Fabrication of multilayered vascular tissues using microfluidic agarose hydrogel platforms.

Vascular tissues fabricated in vitro are useful tools for studying blood vessel-related cellular physiologies and for constructing relatively large 3D tissues. An efficient strategy for fabricating vascular tissue models with multilayered, branched, and thick structures through the in situ hydrogel formation in fluidic channels is proposed. First, an aqueous solution of RGD-alginate containing smooth muscle cells (SMCs) is introduced into channel structures made of agarose hydrogel, forming a cell-embedding Ca-alginate hydrogel layer with a thickness of several hundred micrometers on the channel surface because of the Ca2+ ions diffused from the agarose hydrogel matrix. Next, endothelial cells (ECs) are introduced and cultured for up to seven days to form hierarchically organized, multilayered vascular tissues. The factors affecting the thickness of the Ca-alginate hydrogel layer, and prepared several types of microchannels with different morphologies are examined. The fabricated vascular tissue models are easily recovered from the channel by simply detaching the agarose hydrogel plates. In addition, the effect of O2 tension (20 or 80%) on the viability and elastin production of SMCs during the perfusion culture is evaluated. This technique would pave a new way for vascular tissue engineering because it enables the facile production of morphologically in vivo vascular tissue-like structures that can be employed for various biomedical applications.

Facile fabrication processes for hydrogel-based microfluidic devices made of natural biopolymers.

We present facile strategies for the fabrication of two types of microfluidic devices made of hydrogels using the natural biopolymers, alginate, and gelatin as substrates. The processes presented include the molding-based preparation of hydrogel plates and their chemical bonding. To prepare calcium-alginate hydrogel microdevices, we suppressed the volume shrinkage of the alginate solution during gelation using propylene glycol alginate in the precursor solution along with sodium alginate. In addition, a chemical bonding method was developed using a polyelectrolyte membrane of poly-L-lysine as the electrostatic glue. To prepare gelatin-based microdevices, we used microbial transglutaminase to bond hydrogel plates chemically and to cross-link and stabilize the hydrogel matrix. As an application, mammalian cells (fibroblasts and vascular endothelial cells) were cultivated on the microchannel surface to form three-dimensional capillary-embedding tissue models for biological research and tissue engineering.

Problem -
In the abstracts on hydrogel microfluidic devices, what served as the electrostatic glue in the chemical bonding method?

Dataset extract -
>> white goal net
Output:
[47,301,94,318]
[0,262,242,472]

Output of the exercise -
A polyelectrolyte membrane of poly-L-lysine.